-- start Dataset --
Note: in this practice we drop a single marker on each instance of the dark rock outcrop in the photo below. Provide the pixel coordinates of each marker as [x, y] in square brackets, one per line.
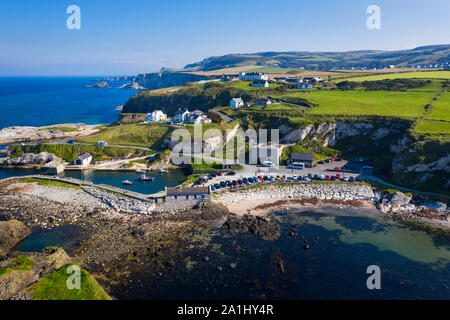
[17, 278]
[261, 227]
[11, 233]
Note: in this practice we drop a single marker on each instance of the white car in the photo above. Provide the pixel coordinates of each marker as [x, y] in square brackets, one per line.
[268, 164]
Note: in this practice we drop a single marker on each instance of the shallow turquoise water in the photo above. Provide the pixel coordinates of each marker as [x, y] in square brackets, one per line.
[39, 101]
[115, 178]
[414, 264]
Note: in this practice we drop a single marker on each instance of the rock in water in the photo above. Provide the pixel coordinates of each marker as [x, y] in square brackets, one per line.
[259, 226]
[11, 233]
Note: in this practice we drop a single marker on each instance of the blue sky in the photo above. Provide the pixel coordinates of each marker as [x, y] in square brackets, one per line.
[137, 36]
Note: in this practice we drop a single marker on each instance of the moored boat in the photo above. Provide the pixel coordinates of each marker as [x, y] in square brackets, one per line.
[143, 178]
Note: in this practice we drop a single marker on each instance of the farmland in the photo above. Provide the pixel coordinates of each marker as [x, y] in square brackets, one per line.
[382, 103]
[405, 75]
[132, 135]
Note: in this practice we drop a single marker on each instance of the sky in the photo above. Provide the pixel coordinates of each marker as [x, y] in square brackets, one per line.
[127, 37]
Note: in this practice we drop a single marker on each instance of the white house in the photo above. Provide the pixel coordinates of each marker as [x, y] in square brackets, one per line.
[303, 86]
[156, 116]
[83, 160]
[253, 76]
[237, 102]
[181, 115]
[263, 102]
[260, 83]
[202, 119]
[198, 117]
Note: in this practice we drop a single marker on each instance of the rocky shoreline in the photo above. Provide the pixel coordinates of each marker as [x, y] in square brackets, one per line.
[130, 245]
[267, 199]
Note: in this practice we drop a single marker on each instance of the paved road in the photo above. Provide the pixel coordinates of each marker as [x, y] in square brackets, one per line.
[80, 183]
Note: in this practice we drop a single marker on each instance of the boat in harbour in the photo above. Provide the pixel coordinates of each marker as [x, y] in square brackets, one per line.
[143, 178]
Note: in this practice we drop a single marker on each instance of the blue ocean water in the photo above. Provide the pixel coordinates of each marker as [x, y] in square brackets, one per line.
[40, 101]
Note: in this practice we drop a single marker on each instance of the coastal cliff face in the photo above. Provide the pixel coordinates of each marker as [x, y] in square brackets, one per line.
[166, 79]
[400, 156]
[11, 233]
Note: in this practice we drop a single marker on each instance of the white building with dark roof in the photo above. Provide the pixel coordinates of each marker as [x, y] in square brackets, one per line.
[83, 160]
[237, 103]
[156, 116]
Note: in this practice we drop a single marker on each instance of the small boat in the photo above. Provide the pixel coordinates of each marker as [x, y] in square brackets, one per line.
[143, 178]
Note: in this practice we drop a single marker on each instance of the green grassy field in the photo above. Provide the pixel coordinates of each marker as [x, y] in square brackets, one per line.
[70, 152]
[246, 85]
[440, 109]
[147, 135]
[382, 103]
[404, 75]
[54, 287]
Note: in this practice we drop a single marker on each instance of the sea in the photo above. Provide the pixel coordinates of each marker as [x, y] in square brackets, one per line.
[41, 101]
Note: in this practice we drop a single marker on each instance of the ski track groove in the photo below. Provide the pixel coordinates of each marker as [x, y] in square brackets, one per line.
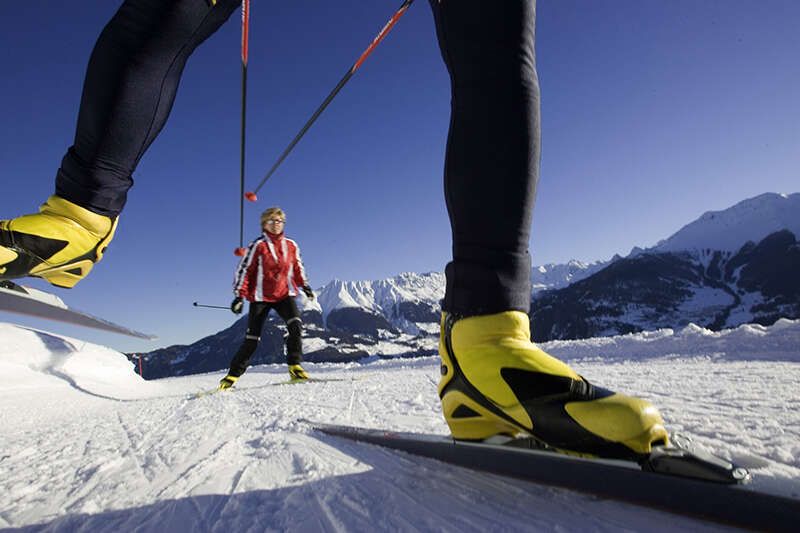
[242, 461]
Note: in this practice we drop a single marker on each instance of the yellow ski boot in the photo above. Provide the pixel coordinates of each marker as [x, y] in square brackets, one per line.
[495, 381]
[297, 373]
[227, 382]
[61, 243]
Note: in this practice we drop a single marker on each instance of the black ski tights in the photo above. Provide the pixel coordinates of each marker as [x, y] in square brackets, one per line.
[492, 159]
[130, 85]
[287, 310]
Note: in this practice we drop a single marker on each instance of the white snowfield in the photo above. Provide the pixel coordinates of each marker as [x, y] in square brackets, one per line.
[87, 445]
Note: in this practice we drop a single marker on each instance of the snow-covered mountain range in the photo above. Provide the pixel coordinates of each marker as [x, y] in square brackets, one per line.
-- end Dataset --
Take the line containing "the ski track" through the last line of the material and retype exactly those lines, both ends included, with no pictures.

Note: in this practice we drop a single marker on each instance of the ski track groove in the photo below. Provide the pixel coordinates of each marker as [x, y] in square brackets, one per line.
[242, 461]
Note: in this practice we drop a single marker on each instance of the yellow ski boot in the photo above. Provide the pixel coordinates of each marker as [x, y] in square brackets, one per line.
[495, 381]
[297, 373]
[227, 382]
[61, 243]
Note: in this practice we drop a single marker on each instance of the black ski tights in the photo above. Provide the pixel coordinates of each marker as [x, y] in square brackets, one per line.
[492, 159]
[130, 85]
[287, 310]
Note: in this practice we drop a single marker on each instance of the white snowfield in the photo above. Provide the pixel coordinates of each marker as [x, y] in square brackets, one per line.
[87, 445]
Note: in this practice we drop a single marker on each instance of the snow-covered mountain range in the photo above. Provide the pixel coordinates of each marker as [x, y] in square brackets, one per line.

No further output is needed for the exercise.